┌──

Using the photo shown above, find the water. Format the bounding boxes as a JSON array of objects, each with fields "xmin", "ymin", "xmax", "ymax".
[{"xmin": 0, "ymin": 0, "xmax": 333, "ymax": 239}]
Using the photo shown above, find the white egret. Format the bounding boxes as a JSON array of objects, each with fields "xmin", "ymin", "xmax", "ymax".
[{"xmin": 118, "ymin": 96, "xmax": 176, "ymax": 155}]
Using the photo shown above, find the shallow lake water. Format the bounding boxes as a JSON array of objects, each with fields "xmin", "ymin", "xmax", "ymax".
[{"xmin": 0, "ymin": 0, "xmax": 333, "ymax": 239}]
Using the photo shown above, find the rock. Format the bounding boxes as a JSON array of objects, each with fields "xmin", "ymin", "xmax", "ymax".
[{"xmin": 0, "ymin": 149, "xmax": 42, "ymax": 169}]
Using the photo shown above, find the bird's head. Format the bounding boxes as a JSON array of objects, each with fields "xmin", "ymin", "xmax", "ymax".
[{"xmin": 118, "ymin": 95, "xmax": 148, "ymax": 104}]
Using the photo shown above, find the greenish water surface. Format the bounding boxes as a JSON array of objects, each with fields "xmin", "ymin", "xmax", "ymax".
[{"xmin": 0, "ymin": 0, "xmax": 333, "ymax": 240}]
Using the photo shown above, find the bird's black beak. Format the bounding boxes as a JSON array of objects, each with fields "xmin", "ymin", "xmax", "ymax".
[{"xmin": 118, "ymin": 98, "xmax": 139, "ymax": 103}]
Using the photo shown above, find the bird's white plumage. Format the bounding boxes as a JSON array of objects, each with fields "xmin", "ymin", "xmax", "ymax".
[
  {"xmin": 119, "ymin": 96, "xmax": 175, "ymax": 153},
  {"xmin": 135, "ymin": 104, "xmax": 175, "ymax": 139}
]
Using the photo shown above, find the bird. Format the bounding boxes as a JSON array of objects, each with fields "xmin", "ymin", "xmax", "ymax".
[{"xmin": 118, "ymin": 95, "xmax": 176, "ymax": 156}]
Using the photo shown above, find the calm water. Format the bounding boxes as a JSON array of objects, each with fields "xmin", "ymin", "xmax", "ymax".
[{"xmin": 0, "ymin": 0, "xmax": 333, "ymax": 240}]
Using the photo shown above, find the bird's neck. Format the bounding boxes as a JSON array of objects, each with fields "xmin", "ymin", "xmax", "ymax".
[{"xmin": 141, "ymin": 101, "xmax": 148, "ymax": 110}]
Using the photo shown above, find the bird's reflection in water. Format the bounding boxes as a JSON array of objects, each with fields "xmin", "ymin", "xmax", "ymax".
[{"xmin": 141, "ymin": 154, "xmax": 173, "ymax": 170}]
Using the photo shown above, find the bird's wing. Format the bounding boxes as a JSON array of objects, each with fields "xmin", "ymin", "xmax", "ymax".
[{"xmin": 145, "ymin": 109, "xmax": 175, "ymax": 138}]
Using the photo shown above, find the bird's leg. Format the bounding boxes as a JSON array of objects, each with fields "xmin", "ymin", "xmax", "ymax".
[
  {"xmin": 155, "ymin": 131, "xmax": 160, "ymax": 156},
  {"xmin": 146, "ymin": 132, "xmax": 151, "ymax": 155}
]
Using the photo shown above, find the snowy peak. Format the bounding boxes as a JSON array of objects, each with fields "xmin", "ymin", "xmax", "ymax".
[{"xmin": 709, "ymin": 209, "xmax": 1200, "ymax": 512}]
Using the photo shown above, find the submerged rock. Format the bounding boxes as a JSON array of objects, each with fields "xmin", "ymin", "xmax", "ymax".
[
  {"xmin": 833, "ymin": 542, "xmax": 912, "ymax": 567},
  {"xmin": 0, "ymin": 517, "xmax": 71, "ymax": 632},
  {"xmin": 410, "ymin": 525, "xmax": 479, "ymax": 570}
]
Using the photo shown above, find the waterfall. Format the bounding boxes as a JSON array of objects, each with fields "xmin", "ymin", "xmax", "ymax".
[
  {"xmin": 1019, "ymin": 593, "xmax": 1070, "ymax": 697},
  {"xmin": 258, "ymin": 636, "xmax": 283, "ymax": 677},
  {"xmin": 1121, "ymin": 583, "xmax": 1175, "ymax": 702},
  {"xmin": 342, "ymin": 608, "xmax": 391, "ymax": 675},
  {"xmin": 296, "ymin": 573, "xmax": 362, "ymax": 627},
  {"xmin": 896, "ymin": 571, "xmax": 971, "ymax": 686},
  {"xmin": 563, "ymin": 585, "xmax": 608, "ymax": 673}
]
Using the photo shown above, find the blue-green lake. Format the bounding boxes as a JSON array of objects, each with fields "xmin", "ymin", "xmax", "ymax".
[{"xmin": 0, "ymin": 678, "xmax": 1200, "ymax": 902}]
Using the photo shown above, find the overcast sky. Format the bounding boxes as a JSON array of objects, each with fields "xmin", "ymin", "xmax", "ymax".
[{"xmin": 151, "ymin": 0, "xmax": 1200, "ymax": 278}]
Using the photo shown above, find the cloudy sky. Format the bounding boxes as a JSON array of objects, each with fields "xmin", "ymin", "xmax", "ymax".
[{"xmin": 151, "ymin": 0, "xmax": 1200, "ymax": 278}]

└──

• Exercise: Please report each line of the listing above that contains the string "rock", copying every such line in full. Matching is case-sensitive.

• Response for this exercise:
Using the photo shown above, find the rock. Format the bounding boxes as a JSON array of objects, each with fields "xmin", "ymin", "xmax", "ymax".
Using the photo shown above, find the submerged rock. Format the bounding boxes as a JSON array of objects, each with fields "xmin", "ymin", "xmax", "ymax".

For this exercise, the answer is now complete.